TASKS TO COMPLETE
A. In the newsletter share, where did the writer's grandmother live?
B. Say whether each statement agrees with the newsletter share, answering yes or no and quoting the deciding words: (i) Children could always go into the big room. (ii) A bar tender served drinks at the grandmother's parties. (iii) The big room had windows on all four walls.

PAGE EXCERPT
□ □ □ □ □
A Share from my December Newsletter

As a child I never felt like I would ever fit in. I felt I was not pretty enough or sophisticated enough. I struggled with self worth issues all through my pre-teens and teenage years. Always comparing my self to others and looking to others for approval. I always felt I was looking in from the outside into others perfect lives. Wishing I could fit in and be one of them.

I have always admired my Grandmother, Barbara O’Shaughnessy. To this day she is still my best friend. She is one of the most elegant and classy ladies I know.  She has always been someone I could turn to and count on. My Grandmother lived in a large beautiful house in Midland Texas. She was an amazing hostess and focused on all of the small details to make each event special.

Guests would enter through the huge front doors and go down the stairway to what was called the “big room”. That room was for adults only unless you got invited into it. The big room was exactly that, big. It was full of beautiful couches and chairs. A huge fireplace was at one end and floor to ceiling windows on the two other walls. There was also a built in bar that had a storage room behind it that included an icemaker. For her parties, there would be a bar tender serving drinks as well as maids serving horderves through out the room. It was magical in my mind.

I would watch the guests arrive in their fancy clothes, smiling and happy. My Grandmother would look so glamorous each time with her fancy dresses, jewelry and red lips. I was always so proud of her. Yet as I watched these parties and sometimes got to join them for a drink. (I was allowed sprite with a splash of wine in a special glass.) I never felt like I fit in or belonged no matter how much I wanted to.
□ □ □ □ □
GIVEN DATA
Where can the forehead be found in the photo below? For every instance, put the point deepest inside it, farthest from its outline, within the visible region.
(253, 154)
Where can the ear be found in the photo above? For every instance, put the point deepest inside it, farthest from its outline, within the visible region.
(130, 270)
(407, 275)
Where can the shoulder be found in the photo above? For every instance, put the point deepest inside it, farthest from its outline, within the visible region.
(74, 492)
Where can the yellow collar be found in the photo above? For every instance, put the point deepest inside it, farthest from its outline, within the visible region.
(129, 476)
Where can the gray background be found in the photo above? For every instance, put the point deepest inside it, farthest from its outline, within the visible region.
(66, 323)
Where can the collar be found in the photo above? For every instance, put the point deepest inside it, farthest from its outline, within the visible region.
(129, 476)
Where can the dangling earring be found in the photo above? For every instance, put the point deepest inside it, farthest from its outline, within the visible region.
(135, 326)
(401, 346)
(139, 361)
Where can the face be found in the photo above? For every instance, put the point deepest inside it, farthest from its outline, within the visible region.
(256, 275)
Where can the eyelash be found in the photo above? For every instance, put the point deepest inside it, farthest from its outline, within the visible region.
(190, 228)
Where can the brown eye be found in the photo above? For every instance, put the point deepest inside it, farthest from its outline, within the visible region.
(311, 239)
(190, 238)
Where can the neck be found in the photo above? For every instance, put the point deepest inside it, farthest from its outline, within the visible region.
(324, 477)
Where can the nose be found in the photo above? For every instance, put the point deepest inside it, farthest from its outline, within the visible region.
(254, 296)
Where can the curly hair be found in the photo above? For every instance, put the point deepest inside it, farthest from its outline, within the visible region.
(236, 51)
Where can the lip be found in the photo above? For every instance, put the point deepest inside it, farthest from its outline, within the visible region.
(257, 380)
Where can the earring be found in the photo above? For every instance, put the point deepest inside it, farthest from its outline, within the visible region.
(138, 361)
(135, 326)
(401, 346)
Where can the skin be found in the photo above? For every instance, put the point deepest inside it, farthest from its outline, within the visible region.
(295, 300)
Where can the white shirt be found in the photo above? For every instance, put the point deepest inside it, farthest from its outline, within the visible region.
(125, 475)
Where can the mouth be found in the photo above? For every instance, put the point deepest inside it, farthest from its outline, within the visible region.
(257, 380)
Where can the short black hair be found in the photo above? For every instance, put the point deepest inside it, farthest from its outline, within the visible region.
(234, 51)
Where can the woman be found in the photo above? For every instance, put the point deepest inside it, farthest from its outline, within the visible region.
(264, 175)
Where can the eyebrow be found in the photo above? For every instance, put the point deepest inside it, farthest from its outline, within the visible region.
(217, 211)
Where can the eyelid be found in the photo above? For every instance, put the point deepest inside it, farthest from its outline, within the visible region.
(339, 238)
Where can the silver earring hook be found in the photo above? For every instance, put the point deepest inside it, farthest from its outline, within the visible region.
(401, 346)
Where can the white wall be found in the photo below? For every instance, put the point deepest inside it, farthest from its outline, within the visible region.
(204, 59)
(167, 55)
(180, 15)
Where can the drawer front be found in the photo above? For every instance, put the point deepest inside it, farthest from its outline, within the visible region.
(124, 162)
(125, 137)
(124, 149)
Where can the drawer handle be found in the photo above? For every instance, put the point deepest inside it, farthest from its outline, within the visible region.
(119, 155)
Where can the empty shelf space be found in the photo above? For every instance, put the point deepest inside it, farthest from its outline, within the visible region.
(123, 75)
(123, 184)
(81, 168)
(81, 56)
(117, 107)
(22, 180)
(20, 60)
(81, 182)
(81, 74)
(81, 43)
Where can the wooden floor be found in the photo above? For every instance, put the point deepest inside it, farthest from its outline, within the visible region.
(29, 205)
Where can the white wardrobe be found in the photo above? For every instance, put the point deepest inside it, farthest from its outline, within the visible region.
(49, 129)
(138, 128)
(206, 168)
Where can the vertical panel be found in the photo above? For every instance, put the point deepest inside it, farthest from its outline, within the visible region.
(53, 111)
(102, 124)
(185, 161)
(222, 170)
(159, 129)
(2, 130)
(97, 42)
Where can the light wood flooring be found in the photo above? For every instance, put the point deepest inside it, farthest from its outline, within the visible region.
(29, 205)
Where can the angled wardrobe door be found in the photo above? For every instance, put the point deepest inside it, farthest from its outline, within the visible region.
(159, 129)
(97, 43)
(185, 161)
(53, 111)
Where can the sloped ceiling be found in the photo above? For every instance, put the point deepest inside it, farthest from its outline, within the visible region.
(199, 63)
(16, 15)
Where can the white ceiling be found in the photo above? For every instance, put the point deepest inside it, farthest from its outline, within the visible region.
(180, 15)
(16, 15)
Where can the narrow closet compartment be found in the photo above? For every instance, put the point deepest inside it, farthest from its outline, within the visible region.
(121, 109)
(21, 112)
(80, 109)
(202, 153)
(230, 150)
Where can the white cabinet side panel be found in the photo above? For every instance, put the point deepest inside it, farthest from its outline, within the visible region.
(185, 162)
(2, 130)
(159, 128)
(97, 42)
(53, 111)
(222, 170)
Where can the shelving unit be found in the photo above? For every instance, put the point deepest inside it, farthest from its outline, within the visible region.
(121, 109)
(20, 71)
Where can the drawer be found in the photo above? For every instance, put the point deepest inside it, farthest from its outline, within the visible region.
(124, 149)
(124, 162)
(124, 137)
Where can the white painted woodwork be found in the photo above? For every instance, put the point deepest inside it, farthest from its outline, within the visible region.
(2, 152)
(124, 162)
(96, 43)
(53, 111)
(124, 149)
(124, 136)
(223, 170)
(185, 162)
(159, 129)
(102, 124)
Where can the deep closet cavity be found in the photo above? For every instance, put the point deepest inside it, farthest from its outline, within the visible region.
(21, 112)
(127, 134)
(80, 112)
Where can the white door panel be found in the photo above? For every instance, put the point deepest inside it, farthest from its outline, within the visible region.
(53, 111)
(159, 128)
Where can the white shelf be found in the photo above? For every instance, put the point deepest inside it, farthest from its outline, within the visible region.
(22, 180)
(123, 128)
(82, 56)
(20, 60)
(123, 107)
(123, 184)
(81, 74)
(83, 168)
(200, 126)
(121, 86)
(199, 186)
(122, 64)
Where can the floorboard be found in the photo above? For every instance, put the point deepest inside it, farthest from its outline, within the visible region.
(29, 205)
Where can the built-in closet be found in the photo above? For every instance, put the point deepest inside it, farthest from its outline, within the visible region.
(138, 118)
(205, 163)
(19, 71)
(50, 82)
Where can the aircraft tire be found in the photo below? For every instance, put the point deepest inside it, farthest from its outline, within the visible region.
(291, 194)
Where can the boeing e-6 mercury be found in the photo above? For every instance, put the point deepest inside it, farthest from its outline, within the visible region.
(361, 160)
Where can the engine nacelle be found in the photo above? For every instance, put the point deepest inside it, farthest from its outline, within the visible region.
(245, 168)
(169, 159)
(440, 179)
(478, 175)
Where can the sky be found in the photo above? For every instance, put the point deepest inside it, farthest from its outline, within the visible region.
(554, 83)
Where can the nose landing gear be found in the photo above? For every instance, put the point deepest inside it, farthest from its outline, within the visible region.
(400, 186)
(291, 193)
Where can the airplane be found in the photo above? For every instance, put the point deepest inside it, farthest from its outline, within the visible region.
□ □ □ □ □
OUTPUTS
A. In a large, beautiful house in Midland, Texas.

B.
(i) No: "That room was for adults only unless you got invited into it."
(ii) Yes: "there would be a bar tender serving drinks"
(iii) No: "A huge fireplace was at one end and floor to ceiling windows on the two other walls."